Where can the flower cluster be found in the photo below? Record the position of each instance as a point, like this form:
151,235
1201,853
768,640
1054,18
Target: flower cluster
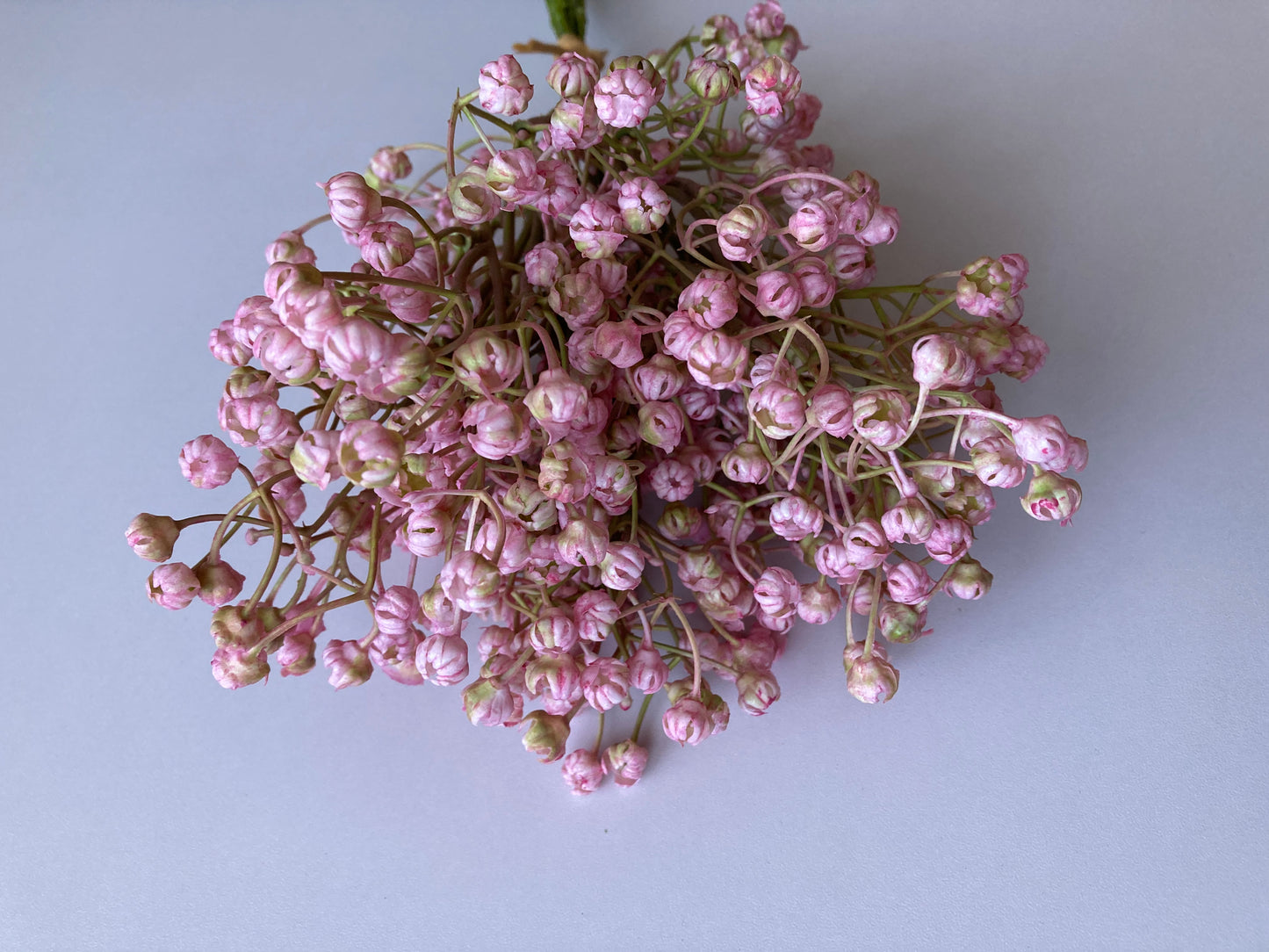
621,365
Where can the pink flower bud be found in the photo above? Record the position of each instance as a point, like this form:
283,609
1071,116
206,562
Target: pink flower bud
872,679
219,583
443,659
717,361
153,536
595,228
712,80
746,464
471,199
866,545
882,227
779,412
605,683
644,206
881,416
741,233
907,521
772,85
582,772
348,661
778,295
756,690
546,735
173,586
489,703
504,89
239,667
777,592
626,761
967,579
940,364
647,669
619,343
687,721
622,567
710,299
907,581
832,409
1043,441
370,453
949,541
386,245
207,462
818,603
353,203
795,518
391,164
1051,496
624,97
573,75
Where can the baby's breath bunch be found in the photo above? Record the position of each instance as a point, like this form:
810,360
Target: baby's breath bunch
622,367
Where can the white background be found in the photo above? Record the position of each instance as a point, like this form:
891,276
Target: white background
1077,761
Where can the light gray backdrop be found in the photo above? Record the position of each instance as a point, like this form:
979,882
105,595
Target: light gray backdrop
1078,761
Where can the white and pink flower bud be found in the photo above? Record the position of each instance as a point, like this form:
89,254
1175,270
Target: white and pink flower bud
778,295
907,521
370,453
514,177
949,541
712,80
1051,496
471,201
490,704
235,667
772,85
153,536
443,659
219,583
504,89
595,227
622,567
386,245
741,233
498,428
687,721
391,164
778,412
348,661
941,364
717,359
881,416
621,343
396,610
582,772
207,462
624,97
995,462
907,581
626,761
777,592
756,690
173,586
546,735
872,679
644,206
353,203
605,683
967,579
795,518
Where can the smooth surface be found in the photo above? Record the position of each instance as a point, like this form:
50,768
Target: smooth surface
1077,761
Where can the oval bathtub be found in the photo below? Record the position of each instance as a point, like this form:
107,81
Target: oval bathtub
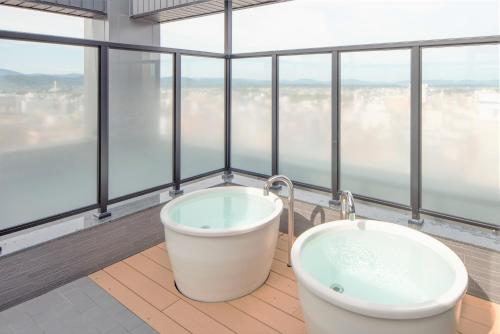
221,241
379,278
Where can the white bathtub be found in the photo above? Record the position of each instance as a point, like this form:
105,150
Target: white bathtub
221,241
379,278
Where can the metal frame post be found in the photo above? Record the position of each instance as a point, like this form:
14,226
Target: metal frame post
228,49
416,136
275,115
103,142
176,133
335,170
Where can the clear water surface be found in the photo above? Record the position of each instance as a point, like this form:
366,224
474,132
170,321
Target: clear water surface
226,209
377,267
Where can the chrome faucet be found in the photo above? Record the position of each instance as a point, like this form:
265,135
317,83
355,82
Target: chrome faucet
289,184
347,209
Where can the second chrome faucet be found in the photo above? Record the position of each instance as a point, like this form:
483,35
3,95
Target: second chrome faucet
291,226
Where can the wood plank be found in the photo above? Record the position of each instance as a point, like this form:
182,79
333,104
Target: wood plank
283,284
149,290
281,255
467,326
194,320
272,308
225,313
283,269
279,300
481,303
277,319
144,310
480,315
158,255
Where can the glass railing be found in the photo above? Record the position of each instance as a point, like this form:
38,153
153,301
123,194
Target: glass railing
87,123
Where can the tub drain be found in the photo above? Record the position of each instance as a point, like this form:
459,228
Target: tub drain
337,288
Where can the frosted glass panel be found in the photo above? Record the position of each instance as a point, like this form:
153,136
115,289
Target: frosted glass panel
251,116
461,131
375,124
305,118
202,120
48,130
140,121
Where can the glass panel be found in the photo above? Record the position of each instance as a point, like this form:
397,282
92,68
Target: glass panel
202,123
48,130
319,23
305,118
461,131
251,118
375,109
205,33
140,121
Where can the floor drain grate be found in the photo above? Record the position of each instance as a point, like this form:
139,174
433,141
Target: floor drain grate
337,288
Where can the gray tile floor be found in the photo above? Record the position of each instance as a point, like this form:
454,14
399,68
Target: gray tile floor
80,307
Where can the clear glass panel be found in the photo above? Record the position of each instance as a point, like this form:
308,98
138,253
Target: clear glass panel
318,23
251,118
202,110
461,131
48,130
205,33
140,121
305,113
375,109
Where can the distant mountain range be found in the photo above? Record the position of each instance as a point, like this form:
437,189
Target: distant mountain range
19,82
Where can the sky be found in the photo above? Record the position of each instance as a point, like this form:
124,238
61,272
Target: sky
292,24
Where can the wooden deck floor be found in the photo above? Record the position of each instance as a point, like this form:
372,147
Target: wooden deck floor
144,284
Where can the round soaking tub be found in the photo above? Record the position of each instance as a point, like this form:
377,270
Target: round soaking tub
380,278
221,241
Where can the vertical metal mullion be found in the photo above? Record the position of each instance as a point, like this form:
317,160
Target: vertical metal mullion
176,121
416,135
228,49
103,134
275,114
335,126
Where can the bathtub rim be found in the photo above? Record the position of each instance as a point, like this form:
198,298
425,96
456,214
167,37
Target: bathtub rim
443,303
169,223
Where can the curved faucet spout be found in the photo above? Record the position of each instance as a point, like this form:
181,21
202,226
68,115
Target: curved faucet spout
347,209
291,225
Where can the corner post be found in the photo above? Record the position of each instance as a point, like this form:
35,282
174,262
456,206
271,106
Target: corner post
335,168
416,136
228,49
275,115
176,133
103,134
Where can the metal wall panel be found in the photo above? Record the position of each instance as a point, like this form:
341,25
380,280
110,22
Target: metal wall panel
85,8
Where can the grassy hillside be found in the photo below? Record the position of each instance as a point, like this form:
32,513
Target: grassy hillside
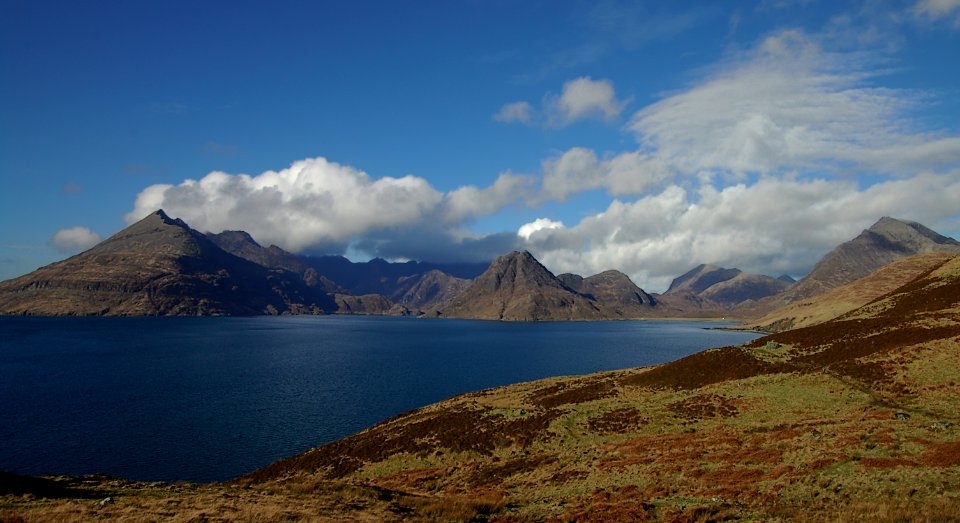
855,419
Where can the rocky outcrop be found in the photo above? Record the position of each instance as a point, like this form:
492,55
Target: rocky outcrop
886,241
159,266
429,291
708,287
369,305
517,287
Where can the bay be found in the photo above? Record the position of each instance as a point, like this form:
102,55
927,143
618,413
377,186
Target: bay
208,399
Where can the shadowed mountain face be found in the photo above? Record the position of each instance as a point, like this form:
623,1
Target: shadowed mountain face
428,291
820,308
886,241
611,288
241,244
516,287
158,266
710,287
379,276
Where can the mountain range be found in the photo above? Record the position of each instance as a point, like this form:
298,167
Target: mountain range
850,416
160,266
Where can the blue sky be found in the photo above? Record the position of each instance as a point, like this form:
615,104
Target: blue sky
642,136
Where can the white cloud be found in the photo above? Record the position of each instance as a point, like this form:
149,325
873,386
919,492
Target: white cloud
938,9
470,202
528,229
788,106
774,226
515,112
74,239
583,98
579,169
312,202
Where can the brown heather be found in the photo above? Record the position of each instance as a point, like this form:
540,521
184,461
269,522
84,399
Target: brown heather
856,419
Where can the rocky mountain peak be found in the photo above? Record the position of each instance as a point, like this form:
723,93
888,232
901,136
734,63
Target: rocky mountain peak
886,241
700,278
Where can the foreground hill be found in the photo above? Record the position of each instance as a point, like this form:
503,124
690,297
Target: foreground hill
854,420
836,302
159,266
884,242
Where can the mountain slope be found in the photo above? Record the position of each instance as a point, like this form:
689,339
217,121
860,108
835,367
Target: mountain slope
840,300
516,287
848,420
158,266
613,291
241,244
852,420
886,241
429,291
712,290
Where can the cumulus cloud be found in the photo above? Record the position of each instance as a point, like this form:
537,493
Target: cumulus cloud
777,155
528,229
312,203
74,239
469,202
515,112
579,169
581,98
323,207
773,226
790,105
939,9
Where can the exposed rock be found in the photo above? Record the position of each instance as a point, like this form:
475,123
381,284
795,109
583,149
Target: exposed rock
615,291
517,287
241,244
833,303
710,288
886,241
159,266
429,291
369,305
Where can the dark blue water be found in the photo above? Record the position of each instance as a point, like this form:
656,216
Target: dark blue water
207,399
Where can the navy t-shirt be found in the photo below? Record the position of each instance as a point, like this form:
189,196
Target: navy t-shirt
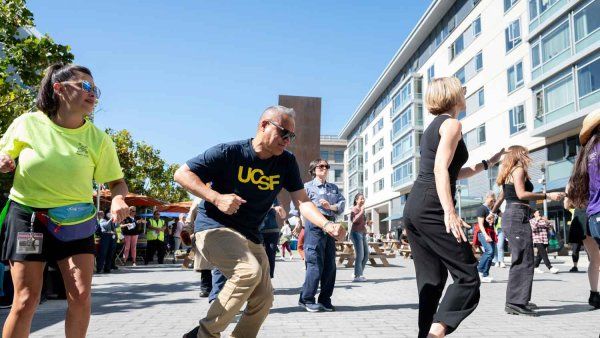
234,168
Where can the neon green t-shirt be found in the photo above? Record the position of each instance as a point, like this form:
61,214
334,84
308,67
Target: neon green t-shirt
56,165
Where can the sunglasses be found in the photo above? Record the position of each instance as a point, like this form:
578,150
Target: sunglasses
87,87
284,133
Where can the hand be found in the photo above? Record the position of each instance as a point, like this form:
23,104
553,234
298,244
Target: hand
280,212
119,209
297,230
229,204
325,204
336,231
496,158
555,196
6,164
454,225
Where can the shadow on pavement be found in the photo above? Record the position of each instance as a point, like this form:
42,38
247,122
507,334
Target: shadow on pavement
111,298
564,309
344,308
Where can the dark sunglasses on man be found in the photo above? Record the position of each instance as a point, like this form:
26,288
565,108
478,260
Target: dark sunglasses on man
284,133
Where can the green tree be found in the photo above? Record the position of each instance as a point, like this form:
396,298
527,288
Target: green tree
145,171
23,58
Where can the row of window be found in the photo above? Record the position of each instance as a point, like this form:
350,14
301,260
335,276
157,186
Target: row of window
338,155
453,17
556,44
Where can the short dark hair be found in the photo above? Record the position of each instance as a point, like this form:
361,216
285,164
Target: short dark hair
312,167
58,72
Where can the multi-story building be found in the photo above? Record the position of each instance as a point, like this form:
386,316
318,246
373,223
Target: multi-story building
532,72
332,150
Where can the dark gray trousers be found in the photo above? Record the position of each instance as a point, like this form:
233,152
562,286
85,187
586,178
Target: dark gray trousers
515,223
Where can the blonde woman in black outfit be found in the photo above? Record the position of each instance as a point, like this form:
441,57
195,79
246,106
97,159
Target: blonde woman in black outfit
435,232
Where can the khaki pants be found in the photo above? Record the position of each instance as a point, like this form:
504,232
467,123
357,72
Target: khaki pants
246,266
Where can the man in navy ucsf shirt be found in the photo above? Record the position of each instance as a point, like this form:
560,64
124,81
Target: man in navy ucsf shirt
246,177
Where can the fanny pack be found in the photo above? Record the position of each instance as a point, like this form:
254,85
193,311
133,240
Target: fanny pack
70,222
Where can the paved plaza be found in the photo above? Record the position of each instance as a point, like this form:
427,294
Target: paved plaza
162,301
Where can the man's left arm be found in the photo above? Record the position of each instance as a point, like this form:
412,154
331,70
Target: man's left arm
311,213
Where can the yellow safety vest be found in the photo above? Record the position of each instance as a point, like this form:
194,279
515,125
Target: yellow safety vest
155,234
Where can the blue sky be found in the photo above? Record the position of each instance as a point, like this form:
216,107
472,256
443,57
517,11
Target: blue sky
185,75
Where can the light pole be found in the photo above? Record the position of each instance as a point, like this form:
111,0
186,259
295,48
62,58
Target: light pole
543,182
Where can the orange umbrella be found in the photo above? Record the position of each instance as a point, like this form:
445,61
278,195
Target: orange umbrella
176,207
132,199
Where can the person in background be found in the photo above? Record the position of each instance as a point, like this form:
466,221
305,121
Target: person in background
155,234
320,245
107,243
270,233
517,190
583,191
539,231
358,235
284,240
178,227
131,229
485,236
577,230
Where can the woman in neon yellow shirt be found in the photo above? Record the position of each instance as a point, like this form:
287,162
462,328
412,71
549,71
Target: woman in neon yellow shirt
60,152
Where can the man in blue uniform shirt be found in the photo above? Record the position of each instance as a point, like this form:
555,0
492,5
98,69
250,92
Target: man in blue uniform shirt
246,177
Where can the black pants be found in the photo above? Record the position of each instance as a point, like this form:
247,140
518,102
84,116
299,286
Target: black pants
105,254
435,253
515,223
576,249
270,241
319,255
155,246
205,280
542,254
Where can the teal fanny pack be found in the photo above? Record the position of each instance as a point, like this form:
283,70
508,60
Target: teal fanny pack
70,222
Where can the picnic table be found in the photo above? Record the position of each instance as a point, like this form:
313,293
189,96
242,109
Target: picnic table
346,253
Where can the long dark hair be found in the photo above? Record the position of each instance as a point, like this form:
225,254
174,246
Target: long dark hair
357,196
579,183
47,101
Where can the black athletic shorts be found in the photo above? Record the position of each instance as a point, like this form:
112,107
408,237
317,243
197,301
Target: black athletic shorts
18,220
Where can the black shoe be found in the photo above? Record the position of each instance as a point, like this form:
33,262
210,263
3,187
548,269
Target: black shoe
327,307
193,333
531,306
594,299
515,309
311,307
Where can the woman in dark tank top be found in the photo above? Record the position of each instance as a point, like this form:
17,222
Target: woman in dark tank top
435,234
517,191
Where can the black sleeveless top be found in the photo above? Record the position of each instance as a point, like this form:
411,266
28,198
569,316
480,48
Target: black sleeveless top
429,144
510,193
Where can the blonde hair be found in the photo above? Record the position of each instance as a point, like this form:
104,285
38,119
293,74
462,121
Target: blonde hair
443,94
516,156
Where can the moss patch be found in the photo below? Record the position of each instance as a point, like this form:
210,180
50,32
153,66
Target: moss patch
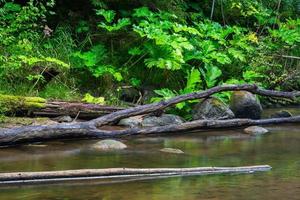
10,122
9,103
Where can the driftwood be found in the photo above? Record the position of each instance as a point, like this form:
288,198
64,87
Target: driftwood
113,173
36,106
92,129
73,109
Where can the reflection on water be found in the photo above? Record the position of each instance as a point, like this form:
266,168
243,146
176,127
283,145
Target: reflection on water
280,149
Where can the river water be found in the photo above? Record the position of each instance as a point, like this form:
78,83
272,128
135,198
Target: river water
280,148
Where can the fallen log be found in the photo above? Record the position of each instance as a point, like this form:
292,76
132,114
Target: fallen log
117,173
92,129
29,134
36,106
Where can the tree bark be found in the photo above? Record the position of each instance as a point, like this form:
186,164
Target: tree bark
36,106
91,129
90,174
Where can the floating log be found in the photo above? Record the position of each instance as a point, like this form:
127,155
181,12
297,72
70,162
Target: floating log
117,173
92,128
36,106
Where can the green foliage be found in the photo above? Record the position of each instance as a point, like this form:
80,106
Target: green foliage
175,45
94,61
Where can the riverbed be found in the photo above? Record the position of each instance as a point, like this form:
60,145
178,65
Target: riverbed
280,148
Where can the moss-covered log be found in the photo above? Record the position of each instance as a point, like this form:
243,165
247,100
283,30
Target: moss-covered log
36,106
92,129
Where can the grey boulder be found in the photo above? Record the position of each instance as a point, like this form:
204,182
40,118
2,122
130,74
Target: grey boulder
164,119
281,114
245,105
131,121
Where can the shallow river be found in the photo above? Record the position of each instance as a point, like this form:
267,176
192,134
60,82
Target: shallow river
280,148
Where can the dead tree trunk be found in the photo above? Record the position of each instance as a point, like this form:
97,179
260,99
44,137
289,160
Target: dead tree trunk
113,173
36,106
92,129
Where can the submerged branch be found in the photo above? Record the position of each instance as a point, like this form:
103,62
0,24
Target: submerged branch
113,173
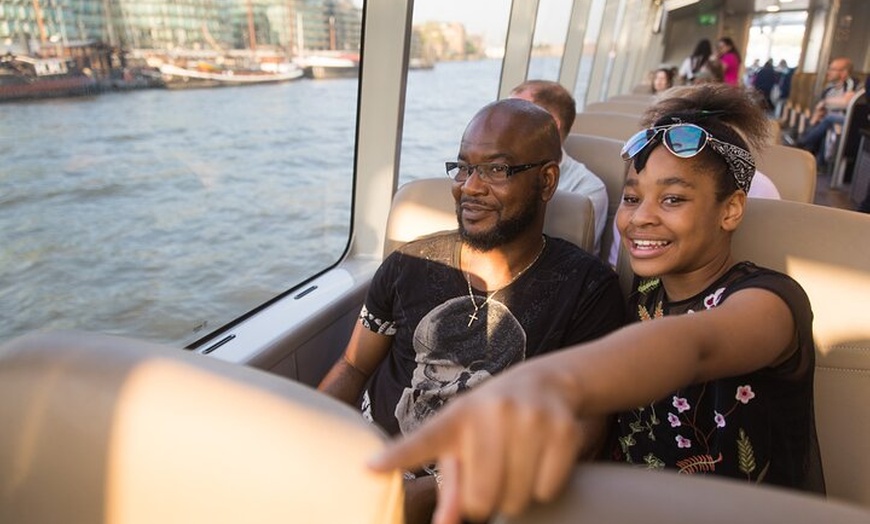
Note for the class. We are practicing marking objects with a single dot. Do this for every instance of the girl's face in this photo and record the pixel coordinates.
(660, 81)
(670, 222)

------------------------------------------------

§ **To be done**
Every line from the one with "Where can the grey" through the last line of the material gets printed exactly, and nothing more. Omit the pictures.

§ **Result of the task**
Where can the grey boulder be found in the photo above? Record the position of each instance as a point, like this form:
204,182
40,118
2,122
130,74
Target: grey boulder
164,119
281,114
245,105
131,121
Where can the shallow river be found in the photo above? Record the position of each instance as a point, like this form:
267,176
192,134
60,82
Target: shallow river
280,148
Where can the dead tree trunk be found in the photo above? Record the position of each instance as a point, like this form:
97,179
260,99
44,137
289,160
Target: dead tree trunk
113,173
36,106
92,129
Where can the submerged branch be found in the photo above? Record the position of each instance as a point, like this form:
103,62
0,24
Target: submerged branch
113,173
Note for the class. We are practicing marking objects with a single dot. Do this for every instance of the girl's face in this photo and record the pixel coordinates.
(660, 81)
(670, 222)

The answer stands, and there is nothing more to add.